Extract every line of the items that contains the string "surface". Case counts.
■ ■ ■ ■ ■ ■ ■
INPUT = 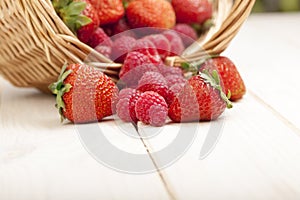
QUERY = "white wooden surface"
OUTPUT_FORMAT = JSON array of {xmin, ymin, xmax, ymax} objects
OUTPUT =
[{"xmin": 0, "ymin": 14, "xmax": 300, "ymax": 200}]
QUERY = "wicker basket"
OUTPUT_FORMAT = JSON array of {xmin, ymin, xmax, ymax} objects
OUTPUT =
[{"xmin": 0, "ymin": 0, "xmax": 255, "ymax": 91}]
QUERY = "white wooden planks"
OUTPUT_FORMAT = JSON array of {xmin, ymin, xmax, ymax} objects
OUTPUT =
[{"xmin": 0, "ymin": 80, "xmax": 170, "ymax": 200}]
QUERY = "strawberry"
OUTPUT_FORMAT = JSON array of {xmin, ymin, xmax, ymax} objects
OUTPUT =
[
  {"xmin": 162, "ymin": 30, "xmax": 184, "ymax": 56},
  {"xmin": 89, "ymin": 0, "xmax": 125, "ymax": 25},
  {"xmin": 103, "ymin": 17, "xmax": 137, "ymax": 40},
  {"xmin": 117, "ymin": 88, "xmax": 142, "ymax": 123},
  {"xmin": 132, "ymin": 38, "xmax": 162, "ymax": 65},
  {"xmin": 49, "ymin": 64, "xmax": 118, "ymax": 123},
  {"xmin": 52, "ymin": 0, "xmax": 100, "ymax": 44},
  {"xmin": 135, "ymin": 91, "xmax": 168, "ymax": 126},
  {"xmin": 112, "ymin": 36, "xmax": 136, "ymax": 63},
  {"xmin": 200, "ymin": 56, "xmax": 246, "ymax": 101},
  {"xmin": 126, "ymin": 0, "xmax": 176, "ymax": 29},
  {"xmin": 119, "ymin": 51, "xmax": 158, "ymax": 88},
  {"xmin": 88, "ymin": 27, "xmax": 113, "ymax": 48},
  {"xmin": 157, "ymin": 64, "xmax": 183, "ymax": 77},
  {"xmin": 137, "ymin": 72, "xmax": 174, "ymax": 105},
  {"xmin": 144, "ymin": 34, "xmax": 171, "ymax": 60},
  {"xmin": 172, "ymin": 0, "xmax": 213, "ymax": 24},
  {"xmin": 169, "ymin": 70, "xmax": 232, "ymax": 122},
  {"xmin": 173, "ymin": 24, "xmax": 198, "ymax": 47},
  {"xmin": 77, "ymin": 0, "xmax": 100, "ymax": 44}
]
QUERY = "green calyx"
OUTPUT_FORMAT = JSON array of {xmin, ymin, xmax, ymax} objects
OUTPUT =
[
  {"xmin": 200, "ymin": 70, "xmax": 233, "ymax": 108},
  {"xmin": 52, "ymin": 0, "xmax": 92, "ymax": 34},
  {"xmin": 49, "ymin": 64, "xmax": 72, "ymax": 121},
  {"xmin": 181, "ymin": 55, "xmax": 219, "ymax": 76}
]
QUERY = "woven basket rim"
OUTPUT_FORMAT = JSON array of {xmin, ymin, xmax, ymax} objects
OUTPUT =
[{"xmin": 0, "ymin": 0, "xmax": 255, "ymax": 88}]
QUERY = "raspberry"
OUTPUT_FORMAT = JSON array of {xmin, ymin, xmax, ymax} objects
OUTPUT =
[
  {"xmin": 88, "ymin": 27, "xmax": 113, "ymax": 48},
  {"xmin": 165, "ymin": 75, "xmax": 187, "ymax": 87},
  {"xmin": 116, "ymin": 88, "xmax": 141, "ymax": 123},
  {"xmin": 111, "ymin": 36, "xmax": 136, "ymax": 63},
  {"xmin": 137, "ymin": 72, "xmax": 173, "ymax": 104},
  {"xmin": 132, "ymin": 39, "xmax": 162, "ymax": 64},
  {"xmin": 144, "ymin": 34, "xmax": 171, "ymax": 60},
  {"xmin": 138, "ymin": 72, "xmax": 167, "ymax": 87},
  {"xmin": 95, "ymin": 45, "xmax": 112, "ymax": 58},
  {"xmin": 162, "ymin": 30, "xmax": 184, "ymax": 56},
  {"xmin": 157, "ymin": 64, "xmax": 183, "ymax": 77},
  {"xmin": 135, "ymin": 91, "xmax": 168, "ymax": 126},
  {"xmin": 111, "ymin": 18, "xmax": 136, "ymax": 38},
  {"xmin": 169, "ymin": 83, "xmax": 185, "ymax": 105},
  {"xmin": 119, "ymin": 51, "xmax": 158, "ymax": 87},
  {"xmin": 173, "ymin": 24, "xmax": 198, "ymax": 47}
]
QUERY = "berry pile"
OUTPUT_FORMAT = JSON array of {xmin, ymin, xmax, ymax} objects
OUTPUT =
[
  {"xmin": 50, "ymin": 0, "xmax": 246, "ymax": 126},
  {"xmin": 52, "ymin": 0, "xmax": 213, "ymax": 59}
]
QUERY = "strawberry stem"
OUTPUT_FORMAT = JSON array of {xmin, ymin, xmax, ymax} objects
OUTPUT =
[
  {"xmin": 49, "ymin": 63, "xmax": 72, "ymax": 122},
  {"xmin": 200, "ymin": 70, "xmax": 233, "ymax": 108},
  {"xmin": 52, "ymin": 0, "xmax": 92, "ymax": 34}
]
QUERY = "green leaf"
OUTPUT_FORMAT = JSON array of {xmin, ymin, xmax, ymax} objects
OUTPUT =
[
  {"xmin": 52, "ymin": 0, "xmax": 92, "ymax": 34},
  {"xmin": 200, "ymin": 70, "xmax": 233, "ymax": 108}
]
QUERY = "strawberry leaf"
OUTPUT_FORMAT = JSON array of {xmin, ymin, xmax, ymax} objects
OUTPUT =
[
  {"xmin": 200, "ymin": 70, "xmax": 233, "ymax": 108},
  {"xmin": 52, "ymin": 0, "xmax": 92, "ymax": 34},
  {"xmin": 48, "ymin": 63, "xmax": 72, "ymax": 121}
]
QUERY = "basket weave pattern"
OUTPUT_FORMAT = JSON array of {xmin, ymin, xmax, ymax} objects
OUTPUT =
[{"xmin": 0, "ymin": 0, "xmax": 255, "ymax": 90}]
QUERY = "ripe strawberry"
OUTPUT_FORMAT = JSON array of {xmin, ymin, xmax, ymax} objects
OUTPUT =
[
  {"xmin": 126, "ymin": 0, "xmax": 176, "ymax": 29},
  {"xmin": 77, "ymin": 0, "xmax": 100, "ymax": 44},
  {"xmin": 157, "ymin": 64, "xmax": 183, "ymax": 77},
  {"xmin": 165, "ymin": 75, "xmax": 187, "ymax": 87},
  {"xmin": 137, "ymin": 72, "xmax": 174, "ymax": 104},
  {"xmin": 110, "ymin": 17, "xmax": 137, "ymax": 38},
  {"xmin": 173, "ymin": 24, "xmax": 198, "ymax": 47},
  {"xmin": 52, "ymin": 0, "xmax": 100, "ymax": 44},
  {"xmin": 119, "ymin": 51, "xmax": 158, "ymax": 88},
  {"xmin": 201, "ymin": 56, "xmax": 246, "ymax": 101},
  {"xmin": 169, "ymin": 70, "xmax": 232, "ymax": 122},
  {"xmin": 132, "ymin": 39, "xmax": 162, "ymax": 65},
  {"xmin": 172, "ymin": 0, "xmax": 213, "ymax": 24},
  {"xmin": 144, "ymin": 34, "xmax": 171, "ymax": 60},
  {"xmin": 112, "ymin": 36, "xmax": 136, "ymax": 63},
  {"xmin": 49, "ymin": 64, "xmax": 118, "ymax": 123},
  {"xmin": 117, "ymin": 88, "xmax": 142, "ymax": 123},
  {"xmin": 88, "ymin": 27, "xmax": 113, "ymax": 48},
  {"xmin": 135, "ymin": 91, "xmax": 168, "ymax": 126},
  {"xmin": 162, "ymin": 30, "xmax": 184, "ymax": 56},
  {"xmin": 89, "ymin": 0, "xmax": 125, "ymax": 25}
]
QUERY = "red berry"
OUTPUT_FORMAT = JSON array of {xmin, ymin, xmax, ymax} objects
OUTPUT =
[
  {"xmin": 88, "ymin": 27, "xmax": 113, "ymax": 48},
  {"xmin": 169, "ymin": 83, "xmax": 185, "ymax": 105},
  {"xmin": 135, "ymin": 91, "xmax": 168, "ymax": 126},
  {"xmin": 144, "ymin": 34, "xmax": 171, "ymax": 60},
  {"xmin": 132, "ymin": 39, "xmax": 162, "ymax": 64},
  {"xmin": 49, "ymin": 64, "xmax": 118, "ymax": 123},
  {"xmin": 201, "ymin": 56, "xmax": 246, "ymax": 101},
  {"xmin": 169, "ymin": 71, "xmax": 232, "ymax": 122},
  {"xmin": 117, "ymin": 88, "xmax": 141, "ymax": 123},
  {"xmin": 163, "ymin": 30, "xmax": 184, "ymax": 56},
  {"xmin": 138, "ymin": 72, "xmax": 167, "ymax": 87},
  {"xmin": 165, "ymin": 75, "xmax": 187, "ymax": 87},
  {"xmin": 119, "ymin": 51, "xmax": 158, "ymax": 87},
  {"xmin": 137, "ymin": 72, "xmax": 173, "ymax": 104},
  {"xmin": 172, "ymin": 0, "xmax": 213, "ymax": 24},
  {"xmin": 95, "ymin": 45, "xmax": 112, "ymax": 58},
  {"xmin": 126, "ymin": 0, "xmax": 176, "ymax": 29},
  {"xmin": 77, "ymin": 0, "xmax": 100, "ymax": 44},
  {"xmin": 111, "ymin": 36, "xmax": 136, "ymax": 63},
  {"xmin": 157, "ymin": 64, "xmax": 183, "ymax": 77},
  {"xmin": 89, "ymin": 0, "xmax": 125, "ymax": 25},
  {"xmin": 173, "ymin": 24, "xmax": 198, "ymax": 47}
]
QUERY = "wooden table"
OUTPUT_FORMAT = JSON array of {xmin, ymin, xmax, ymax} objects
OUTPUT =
[{"xmin": 0, "ymin": 14, "xmax": 300, "ymax": 200}]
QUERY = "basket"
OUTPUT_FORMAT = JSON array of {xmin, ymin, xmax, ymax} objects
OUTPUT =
[{"xmin": 0, "ymin": 0, "xmax": 255, "ymax": 91}]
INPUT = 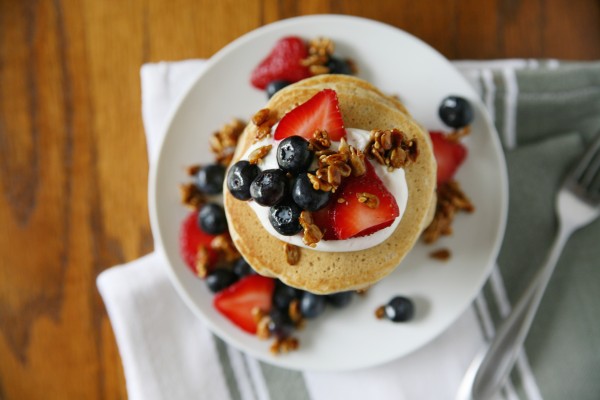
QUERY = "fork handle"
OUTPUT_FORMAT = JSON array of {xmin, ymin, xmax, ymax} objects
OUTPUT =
[{"xmin": 471, "ymin": 227, "xmax": 571, "ymax": 399}]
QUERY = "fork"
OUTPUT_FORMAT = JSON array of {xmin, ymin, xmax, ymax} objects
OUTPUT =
[{"xmin": 457, "ymin": 134, "xmax": 600, "ymax": 400}]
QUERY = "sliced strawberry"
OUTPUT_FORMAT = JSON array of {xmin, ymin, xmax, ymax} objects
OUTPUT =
[
  {"xmin": 179, "ymin": 211, "xmax": 218, "ymax": 275},
  {"xmin": 430, "ymin": 132, "xmax": 467, "ymax": 186},
  {"xmin": 311, "ymin": 205, "xmax": 339, "ymax": 240},
  {"xmin": 213, "ymin": 275, "xmax": 275, "ymax": 334},
  {"xmin": 331, "ymin": 162, "xmax": 400, "ymax": 240},
  {"xmin": 275, "ymin": 89, "xmax": 346, "ymax": 140},
  {"xmin": 250, "ymin": 36, "xmax": 311, "ymax": 90}
]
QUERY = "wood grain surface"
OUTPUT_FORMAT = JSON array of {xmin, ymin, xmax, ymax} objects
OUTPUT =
[{"xmin": 0, "ymin": 0, "xmax": 600, "ymax": 399}]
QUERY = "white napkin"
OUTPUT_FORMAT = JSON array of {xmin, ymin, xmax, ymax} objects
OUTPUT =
[{"xmin": 97, "ymin": 60, "xmax": 512, "ymax": 400}]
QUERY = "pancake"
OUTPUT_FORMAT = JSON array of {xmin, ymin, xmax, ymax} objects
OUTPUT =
[{"xmin": 224, "ymin": 75, "xmax": 436, "ymax": 294}]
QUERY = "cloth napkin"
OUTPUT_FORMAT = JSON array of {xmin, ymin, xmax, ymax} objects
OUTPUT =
■ ■ ■ ■ ■ ■ ■
* Task solution:
QUERY = "white wooden surface"
QUERY = "wood grain surface"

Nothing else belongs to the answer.